Write out every entry precisely as given, leaving the pictures out.

— Start of DATA SHOWN —

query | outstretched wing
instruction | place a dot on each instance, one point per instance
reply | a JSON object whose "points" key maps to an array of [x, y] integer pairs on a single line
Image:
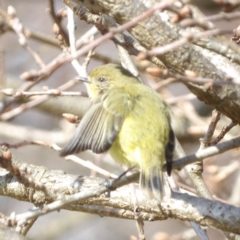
{"points": [[99, 127]]}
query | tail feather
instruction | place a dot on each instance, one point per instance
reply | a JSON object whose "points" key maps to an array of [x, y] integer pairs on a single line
{"points": [[152, 184]]}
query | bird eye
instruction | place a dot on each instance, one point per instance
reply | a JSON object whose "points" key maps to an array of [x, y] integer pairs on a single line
{"points": [[101, 79]]}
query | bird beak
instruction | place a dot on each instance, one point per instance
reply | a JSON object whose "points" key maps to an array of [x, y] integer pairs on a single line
{"points": [[83, 79]]}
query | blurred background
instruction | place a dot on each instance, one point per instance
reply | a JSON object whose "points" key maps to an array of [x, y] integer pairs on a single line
{"points": [[40, 124]]}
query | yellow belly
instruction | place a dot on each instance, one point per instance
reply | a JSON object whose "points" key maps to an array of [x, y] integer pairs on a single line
{"points": [[143, 136]]}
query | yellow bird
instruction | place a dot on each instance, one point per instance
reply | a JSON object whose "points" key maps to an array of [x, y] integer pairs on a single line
{"points": [[130, 120]]}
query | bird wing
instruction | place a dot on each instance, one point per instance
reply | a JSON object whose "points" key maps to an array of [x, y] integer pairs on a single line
{"points": [[100, 125]]}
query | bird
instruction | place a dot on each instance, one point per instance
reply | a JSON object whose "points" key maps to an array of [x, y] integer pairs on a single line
{"points": [[131, 121]]}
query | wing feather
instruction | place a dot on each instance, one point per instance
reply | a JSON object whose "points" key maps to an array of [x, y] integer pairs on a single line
{"points": [[99, 127]]}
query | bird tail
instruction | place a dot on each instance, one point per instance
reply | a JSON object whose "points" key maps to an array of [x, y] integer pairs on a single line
{"points": [[152, 183]]}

— End of DATA SHOWN —

__RESPONSE BELOW__.
query | outstretched wing
instruction | place a dot on each instance, one point per instance
reply | a JSON object whose "points" key maps to an array of [x, y] integer pairs on a single line
Image:
{"points": [[99, 127]]}
query | tail feather
instruction | place a dot on each instance, one point per instance
reply | a JSON object whose "points" key maps to an array of [x, y] integer pairs on a single line
{"points": [[152, 184]]}
query | bird eye
instruction | place a dot on each instance, one point per instance
reply | a JSON object whose "points" key maps to an array of [x, y] integer pairs on a single line
{"points": [[101, 79]]}
query | bird beak
instruction | place a dot on each instance, one point per instance
reply | a JSON object whose "points" key maps to an array of [x, y] integer pairs on a single line
{"points": [[83, 79]]}
query | blurred background
instruction | place a dot on each instance, one point per instance
reply | a JSON object whose "points" key maps to an array of [x, y] integer pairs on a single line
{"points": [[40, 124]]}
query | yellow belly
instruction | place a dot on each instance, one point per instance
reply | a JSON object whose "points" key maps to an array of [x, y] integer pairs on a single line
{"points": [[143, 136]]}
query | yellow bird
instruction | place a dot on each instance, one point per instance
reply | a JSON object whose "points" key maps to an array of [x, y] integer pairs on a single line
{"points": [[130, 120]]}
query | bird wing
instruction | place a dot on each instance, one point per instance
reply | a JSON object whose "points" key maps to an array of [x, y] integer pairs on a single line
{"points": [[100, 125]]}
query | bird
instruction | place a dot on each instance, one point per instance
reply | a JSON object whose "points" key maps to an array of [x, y] integer pairs on a single line
{"points": [[131, 121]]}
query | wing feather
instruction | place a dot on each instance, one point per instance
reply | a JSON object whose "points" key maps to an array of [x, y] integer pairs on a single line
{"points": [[99, 127]]}
query | bird tail
instruction | place a dot on each instance, one point per instance
reply | a JSON object whose "points" key maps to an array of [x, y] integer pairs on a single line
{"points": [[152, 183]]}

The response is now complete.